+++ Exercise materials
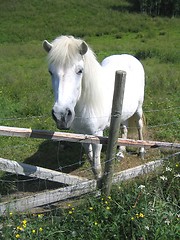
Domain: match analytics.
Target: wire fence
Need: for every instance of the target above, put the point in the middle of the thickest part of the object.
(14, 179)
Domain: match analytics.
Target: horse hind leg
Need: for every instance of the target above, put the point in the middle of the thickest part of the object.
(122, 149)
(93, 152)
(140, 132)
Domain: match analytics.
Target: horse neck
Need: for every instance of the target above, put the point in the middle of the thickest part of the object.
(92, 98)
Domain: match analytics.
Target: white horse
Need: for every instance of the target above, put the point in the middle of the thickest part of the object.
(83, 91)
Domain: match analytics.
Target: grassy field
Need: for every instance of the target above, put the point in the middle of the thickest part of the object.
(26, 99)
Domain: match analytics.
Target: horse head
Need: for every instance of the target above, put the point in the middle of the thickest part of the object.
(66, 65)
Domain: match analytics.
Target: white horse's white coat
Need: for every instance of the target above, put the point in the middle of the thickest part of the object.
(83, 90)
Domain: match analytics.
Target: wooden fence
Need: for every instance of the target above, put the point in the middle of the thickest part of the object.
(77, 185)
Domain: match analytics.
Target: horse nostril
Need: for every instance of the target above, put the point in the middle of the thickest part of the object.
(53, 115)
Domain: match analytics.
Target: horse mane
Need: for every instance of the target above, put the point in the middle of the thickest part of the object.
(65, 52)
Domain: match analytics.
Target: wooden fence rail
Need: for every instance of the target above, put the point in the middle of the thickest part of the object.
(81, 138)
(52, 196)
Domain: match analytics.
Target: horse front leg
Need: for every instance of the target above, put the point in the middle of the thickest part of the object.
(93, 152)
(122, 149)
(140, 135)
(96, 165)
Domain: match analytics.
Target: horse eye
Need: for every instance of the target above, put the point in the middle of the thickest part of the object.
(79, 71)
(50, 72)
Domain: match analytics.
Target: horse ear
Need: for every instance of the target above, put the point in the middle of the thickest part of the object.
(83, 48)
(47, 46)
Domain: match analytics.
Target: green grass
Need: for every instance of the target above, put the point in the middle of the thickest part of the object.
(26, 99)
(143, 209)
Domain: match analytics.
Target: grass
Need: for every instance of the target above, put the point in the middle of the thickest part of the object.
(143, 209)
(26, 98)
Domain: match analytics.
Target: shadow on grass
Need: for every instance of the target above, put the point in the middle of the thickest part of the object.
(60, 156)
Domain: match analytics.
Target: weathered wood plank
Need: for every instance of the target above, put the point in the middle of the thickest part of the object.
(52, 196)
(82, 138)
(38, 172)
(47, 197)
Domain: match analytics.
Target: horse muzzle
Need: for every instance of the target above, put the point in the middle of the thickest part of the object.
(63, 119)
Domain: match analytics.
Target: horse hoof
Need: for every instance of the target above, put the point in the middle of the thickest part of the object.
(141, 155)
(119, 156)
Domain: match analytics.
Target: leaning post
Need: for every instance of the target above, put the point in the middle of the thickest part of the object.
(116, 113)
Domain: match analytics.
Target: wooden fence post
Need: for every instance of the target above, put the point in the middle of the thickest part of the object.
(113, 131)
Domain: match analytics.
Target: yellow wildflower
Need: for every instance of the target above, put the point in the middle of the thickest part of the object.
++++++
All of the records above must be copied exactly, except for the pictures.

[The answer]:
Domain: match analytics.
Target: wire fence
Need: for every instance of the target above, put the point in the middle of the thickest part of the object.
(14, 179)
Domain: match analytics.
Target: horse hind leg
Need: for every instance of the target above, put the point in the middle of the thickest part of the object.
(122, 149)
(93, 152)
(140, 132)
Domain: match analytics.
Target: horse neck
Need: for every instance of the target above, put the point in the middle of the thickest part of the object.
(92, 98)
Domain: match analytics.
Target: white horse
Need: for every instance of the target above, put the point in the middle of the thickest part of the object.
(83, 91)
Domain: match analytics.
Target: grassy field
Need: for every instance of the target above, put the point in the middle of the thickest part of the object.
(26, 99)
Domain: match analytics.
Target: horse head
Need: for every instance of the target above, put the point in the middle of the thickest part of the object.
(66, 65)
Domain: match analytics.
Target: white horse's white coat
Need: for every instance of the target above, put the point in the middle of the thickest part of the object.
(83, 90)
Domain: match analytics.
Target: wooden fence
Need: for every instance of the target above, put the point in the middle of the thickest part of the object.
(77, 185)
Domain: match analytics.
Target: horse nostril
Need: for every instance of the target above, put the point in the middle of the thickest part of the object.
(53, 115)
Domain: match analytics.
Target: horse mane
Need: for every instance of the target above, put the point in the middle of the thickest part of the object.
(65, 52)
Domain: match analytics.
Target: wooden fence rail
Need: for every instance of the target above, put the point in the middle of the thickest part of the object.
(81, 138)
(52, 196)
Domain: match analytics.
Target: horse front leg
Need: for every instance of the target above, put the point in the middle of the thickest part of the object.
(93, 152)
(122, 149)
(140, 135)
(96, 165)
Domain: match analytics.
Target: horse eye
Need: for every instance of the target above, put the point in the middle of the thickest part of the object.
(79, 71)
(50, 72)
Domain: match analytics.
Target: horse ear
Need: for every instance of the target above, put the point in the middle of the thickest part of the object.
(83, 48)
(47, 46)
Domain: match analytics.
Target: green grass
Need: for every instance of the target above, put the point in the middle of the thickest part of the object.
(26, 99)
(143, 209)
Domain: match analytics.
Target: grass
Need: for every instance of the target above, put the point in the middle of the thickest part of the object.
(143, 209)
(26, 98)
Domain: match analytics.
Target: shadow on grass
Need: for every instance of the target above, put the point in the middle of the thickest part of the object.
(60, 156)
Domain: match analytics.
Target: weathered wood plank
Need: for every instance of the target above, put the point in the middle of the thickest part of the object.
(52, 196)
(82, 138)
(38, 172)
(47, 197)
Domain: match analytics.
Target: horse muzzle
Need: for every instance of the target above, put the point in the middle of the thickest part of the object.
(63, 119)
Domain: match analytics.
Target: horse hoof
Need: for every instance of the target above, put the point in the middle of the thickest part of the object.
(141, 155)
(119, 156)
Domain: match analytics.
Target: leaning post
Need: for every instance of the target above, put the point in the middle of the thickest part of the object.
(116, 113)
Domain: match analytics.
Target: wooden fence post
Need: for every instance of the target above, put the point in the middle of the thickest part of the object.
(113, 131)
Domain: match analytics.
Target: yellow wildflower
Need: for every instance of the target above, put the point in the middle of the thickest part of the object.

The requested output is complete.